## Text to read
1.1 Mechanical vibration

When the low-frequency mechanical vibration is introduced into the extrusion process of polymer through a certain mechanical device, the vibration from the low-frequency vibrating source is transferred to the wall of the flow channel in the polymer extruder. In this way, the mechanical vibration force field is introduced into the extrusion process of polymer. Casulli and Clermont [4, 5] researched the effect of mechanical vibration on the extrusion process of polymer melt and the properties of molded products by adding longitudinal and transverse mechanical vibration to the die part at the head of the extruder. The amplitude range of longitudinal vibration is 0–30 mm, and the frequency range is 0–50 Hz; the amplitude range of transverse vibration is 0–35 mm, and the frequency range is 0–50 Hz. Studies have shown that after superposition of vibration, the mechanical properties of the extruded products have been significantly improved, the elongation at break can be increased by 150 %, and the tensile strength can be enlarged by 70 %. At the same time, the extrusion swell at the exit is also reduced. Compared with the power consumption of the system without vibration, the energy saving of the vibration system can reach 25 % under certain vibration frequency and amplitude conditions.

Fridman and Peshkovsk [6] used a spiral mandrel in the head, which can rotate and vibrate at a frequency of 25 Hz. After the introduction of this mechanical vibration with low frequency and small amplitude on the head, the head pressure and output of the extruder have changed significantly. Compared with the extruder without vibration force field, the extrusion characteristics were improved: with the amplitude increasing, the head pressure could be reduced by 20–30 %, the yield was increased by 1.4–2.0 times, and the unit consumption was also reduced accordingly. It is also found that when the amplitude exceeds a certain threshold, the head pressure and extrusion flow rate are maintained at a certain level, and the unit consumption has no change even though the amplitude of vibration is further increased.

Wong and Chen [7] used the eccentric mechanism to transform the rotation motion of the motor shaft into the vibration of the inner surface of the extruder head, which is parallel to the extrusion direction of the polymer melt. The experimental results show that the head pressure decreases and the melt temperature at the outlet rises as functions of frequency and amplitude of vibration field. It was also found that the effect of applying vibration perpendicular to the extrusion direction is similar to that parallel to the extrusion direction.

## Listing
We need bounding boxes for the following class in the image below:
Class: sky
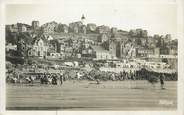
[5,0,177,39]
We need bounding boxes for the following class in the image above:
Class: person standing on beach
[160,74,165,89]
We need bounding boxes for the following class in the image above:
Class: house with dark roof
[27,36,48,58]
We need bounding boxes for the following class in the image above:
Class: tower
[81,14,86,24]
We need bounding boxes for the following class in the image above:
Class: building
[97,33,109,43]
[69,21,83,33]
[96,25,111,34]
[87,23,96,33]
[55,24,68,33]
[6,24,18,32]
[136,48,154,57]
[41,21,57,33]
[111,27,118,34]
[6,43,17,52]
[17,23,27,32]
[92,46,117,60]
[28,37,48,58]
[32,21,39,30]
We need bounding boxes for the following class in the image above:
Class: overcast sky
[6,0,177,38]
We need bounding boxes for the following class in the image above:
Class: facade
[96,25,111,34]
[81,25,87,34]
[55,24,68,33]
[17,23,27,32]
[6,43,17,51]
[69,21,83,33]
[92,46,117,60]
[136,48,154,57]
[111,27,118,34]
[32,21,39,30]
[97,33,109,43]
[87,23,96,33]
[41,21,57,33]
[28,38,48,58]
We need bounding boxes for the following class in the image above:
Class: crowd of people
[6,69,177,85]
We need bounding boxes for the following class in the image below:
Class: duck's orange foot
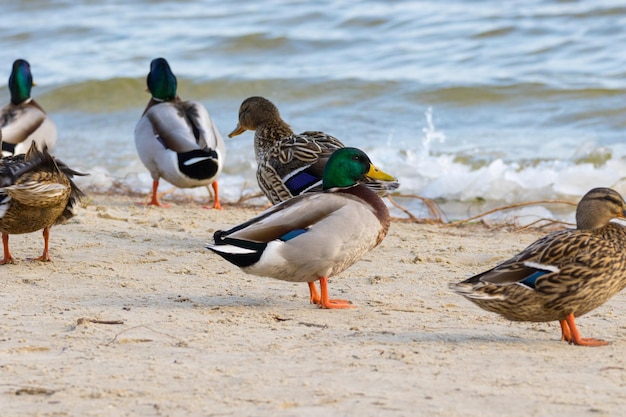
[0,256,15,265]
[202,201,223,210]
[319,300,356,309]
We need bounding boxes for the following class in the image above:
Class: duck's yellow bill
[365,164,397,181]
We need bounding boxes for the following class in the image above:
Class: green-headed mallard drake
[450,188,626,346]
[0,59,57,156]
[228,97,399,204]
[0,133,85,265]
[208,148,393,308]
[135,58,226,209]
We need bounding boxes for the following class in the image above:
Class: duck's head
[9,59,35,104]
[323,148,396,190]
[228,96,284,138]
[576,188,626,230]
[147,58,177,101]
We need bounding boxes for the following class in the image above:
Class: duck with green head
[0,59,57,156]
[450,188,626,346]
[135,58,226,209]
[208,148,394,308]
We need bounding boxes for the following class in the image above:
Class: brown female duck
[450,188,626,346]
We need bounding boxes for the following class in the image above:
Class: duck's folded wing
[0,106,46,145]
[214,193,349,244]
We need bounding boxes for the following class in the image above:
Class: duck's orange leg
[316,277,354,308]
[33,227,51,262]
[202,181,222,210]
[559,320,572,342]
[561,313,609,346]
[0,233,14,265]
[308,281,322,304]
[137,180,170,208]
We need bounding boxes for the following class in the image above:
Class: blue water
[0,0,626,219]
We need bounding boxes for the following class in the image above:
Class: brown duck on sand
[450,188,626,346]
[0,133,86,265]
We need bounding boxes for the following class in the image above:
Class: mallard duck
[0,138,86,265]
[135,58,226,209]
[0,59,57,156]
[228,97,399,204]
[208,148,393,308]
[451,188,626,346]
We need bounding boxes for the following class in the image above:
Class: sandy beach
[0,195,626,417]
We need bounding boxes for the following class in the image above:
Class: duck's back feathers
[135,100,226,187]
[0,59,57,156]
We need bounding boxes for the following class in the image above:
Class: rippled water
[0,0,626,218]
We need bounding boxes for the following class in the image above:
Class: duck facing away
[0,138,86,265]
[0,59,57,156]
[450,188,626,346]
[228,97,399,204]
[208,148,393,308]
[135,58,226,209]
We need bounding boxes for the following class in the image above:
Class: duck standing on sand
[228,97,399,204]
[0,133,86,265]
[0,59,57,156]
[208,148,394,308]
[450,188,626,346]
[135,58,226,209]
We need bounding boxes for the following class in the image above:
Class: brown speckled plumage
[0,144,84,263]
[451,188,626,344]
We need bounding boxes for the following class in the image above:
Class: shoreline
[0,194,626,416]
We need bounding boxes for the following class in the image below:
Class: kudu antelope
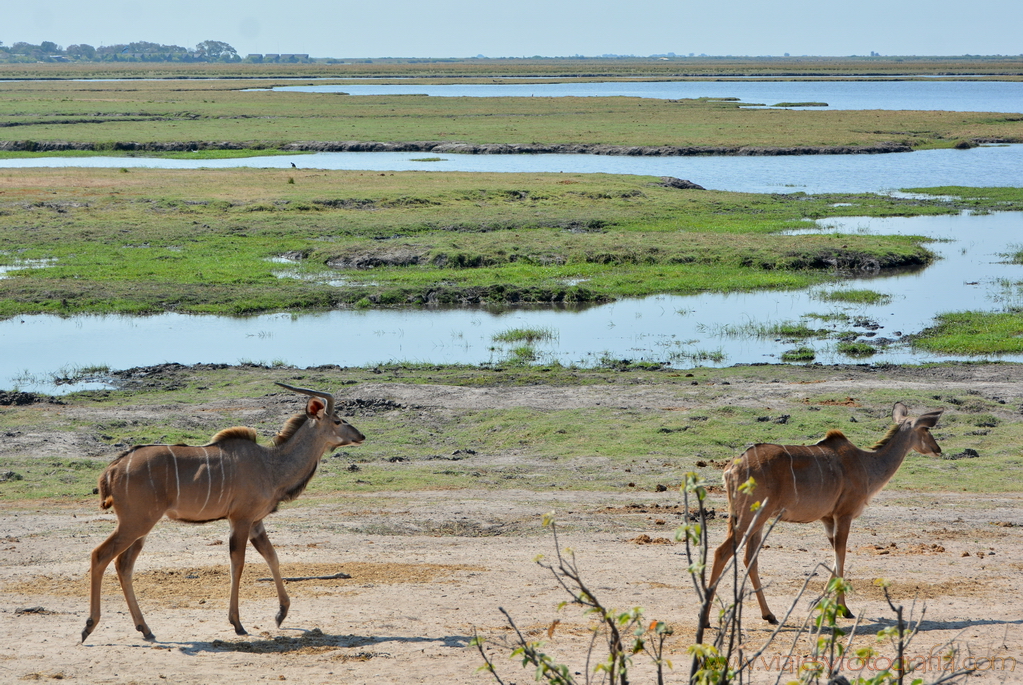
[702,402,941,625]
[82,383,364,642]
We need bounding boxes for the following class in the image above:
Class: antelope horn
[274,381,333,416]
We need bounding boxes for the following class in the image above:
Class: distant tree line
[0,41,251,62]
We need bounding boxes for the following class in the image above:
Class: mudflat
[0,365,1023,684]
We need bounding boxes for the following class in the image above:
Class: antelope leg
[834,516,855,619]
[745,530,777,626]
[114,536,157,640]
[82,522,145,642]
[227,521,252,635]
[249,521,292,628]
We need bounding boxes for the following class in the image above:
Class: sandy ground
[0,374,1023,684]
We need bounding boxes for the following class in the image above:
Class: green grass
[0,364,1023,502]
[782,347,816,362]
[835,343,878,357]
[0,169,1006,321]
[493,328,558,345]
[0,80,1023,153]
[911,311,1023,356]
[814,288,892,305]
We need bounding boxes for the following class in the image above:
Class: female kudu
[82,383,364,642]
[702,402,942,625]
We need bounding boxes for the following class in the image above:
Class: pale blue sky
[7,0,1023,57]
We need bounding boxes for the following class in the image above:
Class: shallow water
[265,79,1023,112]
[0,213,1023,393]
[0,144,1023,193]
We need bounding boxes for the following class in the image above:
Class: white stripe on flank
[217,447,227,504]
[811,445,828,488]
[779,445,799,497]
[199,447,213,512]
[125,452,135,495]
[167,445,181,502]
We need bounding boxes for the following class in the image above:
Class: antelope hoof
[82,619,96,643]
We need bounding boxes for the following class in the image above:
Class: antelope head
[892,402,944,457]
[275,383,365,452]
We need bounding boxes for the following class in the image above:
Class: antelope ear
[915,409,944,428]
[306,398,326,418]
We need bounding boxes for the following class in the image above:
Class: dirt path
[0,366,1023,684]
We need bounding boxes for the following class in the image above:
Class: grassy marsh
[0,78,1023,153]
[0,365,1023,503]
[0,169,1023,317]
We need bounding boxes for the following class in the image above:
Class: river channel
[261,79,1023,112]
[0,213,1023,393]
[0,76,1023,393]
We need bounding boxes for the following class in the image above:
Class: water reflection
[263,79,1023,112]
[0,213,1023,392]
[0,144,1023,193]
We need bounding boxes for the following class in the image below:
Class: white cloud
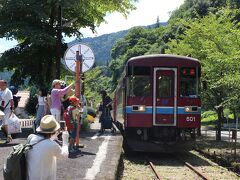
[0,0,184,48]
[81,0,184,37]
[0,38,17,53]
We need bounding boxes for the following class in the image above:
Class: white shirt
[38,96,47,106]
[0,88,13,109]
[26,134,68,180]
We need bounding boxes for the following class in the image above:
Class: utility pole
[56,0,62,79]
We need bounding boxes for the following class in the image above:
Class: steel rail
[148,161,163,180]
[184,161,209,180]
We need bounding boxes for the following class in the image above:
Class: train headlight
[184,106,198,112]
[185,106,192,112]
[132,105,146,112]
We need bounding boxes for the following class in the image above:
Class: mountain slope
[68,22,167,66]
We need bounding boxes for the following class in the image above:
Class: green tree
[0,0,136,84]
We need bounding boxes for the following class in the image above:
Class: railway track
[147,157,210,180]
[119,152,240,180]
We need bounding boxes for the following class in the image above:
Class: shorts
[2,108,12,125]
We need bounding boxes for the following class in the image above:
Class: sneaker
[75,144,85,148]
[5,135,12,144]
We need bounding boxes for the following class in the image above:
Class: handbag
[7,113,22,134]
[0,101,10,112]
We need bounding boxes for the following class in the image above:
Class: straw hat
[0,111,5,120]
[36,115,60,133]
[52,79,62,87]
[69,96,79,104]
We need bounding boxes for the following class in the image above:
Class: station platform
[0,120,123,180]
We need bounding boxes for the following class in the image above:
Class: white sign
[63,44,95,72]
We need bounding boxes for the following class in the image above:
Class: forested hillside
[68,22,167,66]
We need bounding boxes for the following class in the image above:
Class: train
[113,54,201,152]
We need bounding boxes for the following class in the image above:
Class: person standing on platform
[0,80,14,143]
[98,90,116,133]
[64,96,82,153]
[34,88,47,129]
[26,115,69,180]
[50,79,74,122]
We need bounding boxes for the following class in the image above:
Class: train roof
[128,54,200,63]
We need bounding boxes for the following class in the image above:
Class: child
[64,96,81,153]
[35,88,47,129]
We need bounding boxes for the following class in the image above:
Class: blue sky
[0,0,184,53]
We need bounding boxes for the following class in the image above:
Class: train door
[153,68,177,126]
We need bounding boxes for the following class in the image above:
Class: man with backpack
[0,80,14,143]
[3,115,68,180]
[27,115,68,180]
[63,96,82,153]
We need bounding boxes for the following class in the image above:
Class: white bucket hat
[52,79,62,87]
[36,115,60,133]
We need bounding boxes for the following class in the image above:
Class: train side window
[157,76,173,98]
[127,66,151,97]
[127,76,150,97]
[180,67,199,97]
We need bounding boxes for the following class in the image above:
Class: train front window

## Short exercise
Retype the mechanical vibration text word for word, starting with "Wong and Chen" and going on through "the extrusion direction.".

## Reply
Wong and Chen [7] used the eccentric mechanism to transform the rotation motion of the motor shaft into the vibration of the inner surface of the extruder head, which is parallel to the extrusion direction of the polymer melt. The experimental results show that the head pressure decreases and the melt temperature at the outlet rises as functions of frequency and amplitude of vibration field. It was also found that the effect of applying vibration perpendicular to the extrusion direction is similar to that parallel to the extrusion direction.